▶ **Tarefa a realizar**: Dê continuidade ao texto sobre a herança do vício em cocaína, escrevendo o trecho que vem depois da sua última frase.

▶ **Trecho do documento**:
<<<<
Amplos estudos com gêmeos mostraram que o risco de abusar das drogas é hereditário em até 60% dos casos.
Depois de identificar os animais com mais interesse em tomar cocaína, observaram a relação de seus filhotes com a substância e viram que eram mais propensos a se viciar, algo que em seres humanos ocorre em cerca de 20% dos consumidores habituais. Os autores também descobriram que a hereditariedade do vício não depende de um consumo maior ou menor, mas da maior ou menor motivação para buscar a substância.
Para entender melhor os fatores que tornam hereditário o vício, os pesquisadores analisaram o esperma dos ratos que queriam consumir mais e dos que não. Assim, encontraram diferenças na metilação de algumas zonas de DNA, um tipo de marcas epigenéticas que alteram a expressão dos genes. Depois, viram que algumas dessas mudanças também se mantinham na prole, algo que poderia explicar por que eles também têm comportamentos de dependência.
Embora o estudo tenha sido realizado em animais e não se deveria pensar em extrapolá-lo diretamente para seres humanos, os resultados são consistentes com as observações que foram realizadas em estudos epidemiológicos. O consumo de cocaína dos pais tem sido relacionado com problemas de ansiedadenos filhos, memória deteriorada e déficit de atenção. Além disso, foi observado que se a mãe toma cocaína antes da gravidez, a sensibilidade dos filhos à droga aumenta, o que facilita o vício.
>>>>
▶ **Linhas apresentadas**:
<<<<
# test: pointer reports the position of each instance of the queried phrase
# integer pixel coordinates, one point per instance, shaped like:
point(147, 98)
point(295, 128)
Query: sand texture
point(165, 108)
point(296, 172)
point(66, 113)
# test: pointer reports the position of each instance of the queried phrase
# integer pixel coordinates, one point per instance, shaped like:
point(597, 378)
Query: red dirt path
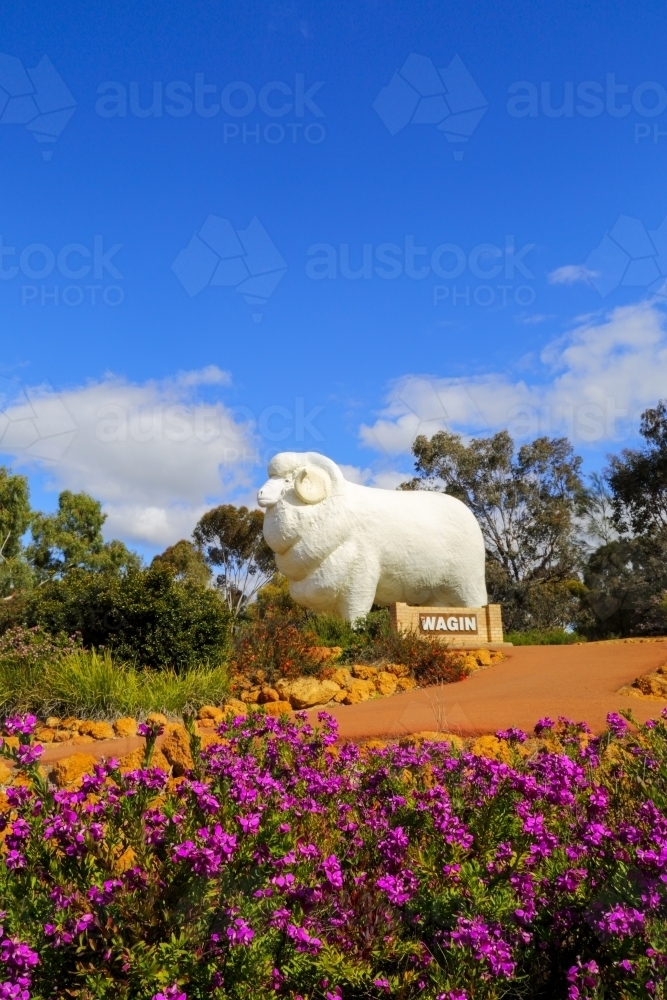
point(578, 681)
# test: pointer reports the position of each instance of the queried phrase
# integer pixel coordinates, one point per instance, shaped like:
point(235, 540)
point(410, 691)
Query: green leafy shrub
point(83, 683)
point(272, 646)
point(544, 637)
point(146, 617)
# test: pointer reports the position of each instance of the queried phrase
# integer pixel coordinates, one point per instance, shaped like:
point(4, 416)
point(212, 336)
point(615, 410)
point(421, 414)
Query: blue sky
point(188, 193)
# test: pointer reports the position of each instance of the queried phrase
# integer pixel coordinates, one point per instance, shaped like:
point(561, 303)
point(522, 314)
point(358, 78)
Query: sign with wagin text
point(458, 628)
point(457, 624)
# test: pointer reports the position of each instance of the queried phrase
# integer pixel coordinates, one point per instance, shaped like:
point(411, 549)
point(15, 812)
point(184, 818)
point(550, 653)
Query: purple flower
point(171, 993)
point(27, 755)
point(332, 870)
point(239, 932)
point(616, 724)
point(302, 939)
point(621, 921)
point(512, 734)
point(103, 896)
point(486, 944)
point(398, 888)
point(20, 724)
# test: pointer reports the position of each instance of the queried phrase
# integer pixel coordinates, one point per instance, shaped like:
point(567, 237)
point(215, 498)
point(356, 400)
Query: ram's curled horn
point(311, 485)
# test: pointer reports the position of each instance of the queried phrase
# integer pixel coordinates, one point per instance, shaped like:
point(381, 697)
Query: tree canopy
point(638, 477)
point(232, 539)
point(526, 501)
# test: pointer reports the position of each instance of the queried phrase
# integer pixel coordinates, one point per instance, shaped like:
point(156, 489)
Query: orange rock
point(342, 677)
point(277, 708)
point(72, 769)
point(491, 746)
point(157, 718)
point(208, 737)
point(483, 657)
point(135, 760)
point(363, 672)
point(45, 734)
point(127, 726)
point(268, 694)
point(322, 654)
point(385, 683)
point(98, 730)
point(360, 690)
point(406, 683)
point(176, 748)
point(63, 735)
point(234, 706)
point(397, 669)
point(211, 712)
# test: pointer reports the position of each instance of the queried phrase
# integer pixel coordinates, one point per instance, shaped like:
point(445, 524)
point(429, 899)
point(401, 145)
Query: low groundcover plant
point(287, 865)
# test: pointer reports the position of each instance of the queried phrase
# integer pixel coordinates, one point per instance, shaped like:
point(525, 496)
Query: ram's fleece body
point(344, 547)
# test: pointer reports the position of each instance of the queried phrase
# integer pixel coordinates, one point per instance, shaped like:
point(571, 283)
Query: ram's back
point(420, 539)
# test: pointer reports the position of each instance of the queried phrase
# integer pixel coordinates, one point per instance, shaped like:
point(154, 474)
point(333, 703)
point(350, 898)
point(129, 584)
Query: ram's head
point(303, 478)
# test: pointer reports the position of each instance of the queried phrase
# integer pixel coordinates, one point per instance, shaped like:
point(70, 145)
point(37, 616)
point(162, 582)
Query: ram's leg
point(357, 601)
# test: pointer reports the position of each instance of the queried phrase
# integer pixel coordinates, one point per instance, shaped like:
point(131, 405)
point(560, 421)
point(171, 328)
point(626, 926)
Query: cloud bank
point(592, 384)
point(155, 455)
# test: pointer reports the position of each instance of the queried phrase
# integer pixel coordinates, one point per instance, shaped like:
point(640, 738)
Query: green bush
point(145, 616)
point(544, 637)
point(86, 684)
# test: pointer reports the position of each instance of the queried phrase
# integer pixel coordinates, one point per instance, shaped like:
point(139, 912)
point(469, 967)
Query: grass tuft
point(85, 683)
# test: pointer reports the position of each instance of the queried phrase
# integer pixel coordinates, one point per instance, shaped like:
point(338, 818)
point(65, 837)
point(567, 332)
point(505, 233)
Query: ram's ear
point(311, 485)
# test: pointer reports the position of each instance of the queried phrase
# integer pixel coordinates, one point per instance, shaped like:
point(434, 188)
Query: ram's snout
point(271, 492)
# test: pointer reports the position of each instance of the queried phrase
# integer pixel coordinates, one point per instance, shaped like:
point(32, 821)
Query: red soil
point(579, 681)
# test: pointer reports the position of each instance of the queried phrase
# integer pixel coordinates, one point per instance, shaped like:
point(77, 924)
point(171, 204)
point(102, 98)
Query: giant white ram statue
point(344, 547)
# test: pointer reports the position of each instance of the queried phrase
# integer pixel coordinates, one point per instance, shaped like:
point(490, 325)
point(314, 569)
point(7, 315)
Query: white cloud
point(596, 380)
point(388, 479)
point(570, 274)
point(154, 456)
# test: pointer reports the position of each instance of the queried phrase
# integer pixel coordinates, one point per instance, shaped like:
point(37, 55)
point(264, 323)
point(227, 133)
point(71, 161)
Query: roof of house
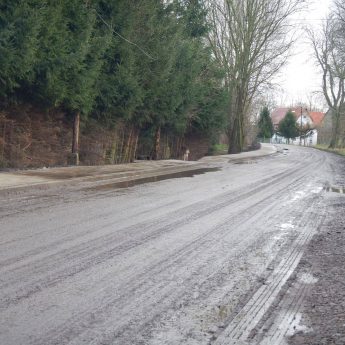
point(317, 117)
point(279, 113)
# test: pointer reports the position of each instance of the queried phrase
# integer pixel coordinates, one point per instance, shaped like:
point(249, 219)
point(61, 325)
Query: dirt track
point(201, 260)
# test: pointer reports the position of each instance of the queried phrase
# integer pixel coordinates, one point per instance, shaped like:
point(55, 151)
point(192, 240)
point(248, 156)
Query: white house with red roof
point(310, 121)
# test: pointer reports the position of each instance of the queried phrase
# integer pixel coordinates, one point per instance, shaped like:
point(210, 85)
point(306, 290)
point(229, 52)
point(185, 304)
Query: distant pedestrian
point(186, 154)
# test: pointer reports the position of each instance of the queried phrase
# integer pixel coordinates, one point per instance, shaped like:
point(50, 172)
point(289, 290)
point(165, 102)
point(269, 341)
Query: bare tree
point(328, 46)
point(250, 40)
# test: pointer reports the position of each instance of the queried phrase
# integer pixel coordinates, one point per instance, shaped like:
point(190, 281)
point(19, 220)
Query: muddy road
point(190, 260)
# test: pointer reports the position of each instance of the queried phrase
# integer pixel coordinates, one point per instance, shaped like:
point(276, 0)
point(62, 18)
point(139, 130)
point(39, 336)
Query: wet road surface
point(192, 260)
>>>>
▶ **Exercício resolvido**:
O conhecimento da influência das alterações epigenéticas dos pais na tendência para o consumo abusivo de drogas nos filhos poderia servir no futuro para modificar e reduzir esse risco. Pesquisadores como Juan Carlos Izpisúa, professor do Laboratório de Expressão Genética do Instituto Salk nos EUA, conseguiu manipular essas marcas e esperam que isso possa ser feito de forma mais controlada e generalizada no futuro. Os autores deste estudo agora querem estudar se o uso de outras drogas, como a heroína, pode causar alterações epigenéticas semelhantes.
VÍCIO EM ALIMENTOS
Os mecanismos cerebrais da recompensa que nos empurram a nos alimentar para continuar vivendo são similares aos que incitam o consumo de drogas. Como no caso dos psicotrópicos, a intensidade do prazer que alguns alimentos provocam em algumas pessoas, podem causar dependência.
Vários estudos já mostraram que os excessos alimentares do pai produzem marcas em seus genes que podem ser transmitidas aos filhos. Um estudo recente da Universidade de Copenhague (Dinamarca) e do Instituto Karolinska de Estocolmo, descobriu que os espermatozoides dos pais obesos tinham marcas nos genes que regulam o apetite adaptadas aos seus hábitos alimentares.
Estas marcas e estes hábitos, diferentes em homens gordos e magros, variam de acordo com os hábitos alimentares e modificam a expressão dos genes que regulam o apetite. Habitualmente pensava-se que o momento da fecundação era uma espécie de novo começo e o pai só transmitia aos filhos a informação de seu próprio genoma. Agora, acumulam-se as provas de que isso não é assim e o que fazemos na nossa vida muda a expressão dos nossos genes e o tipo de herança que deixamos para nossos descendentes.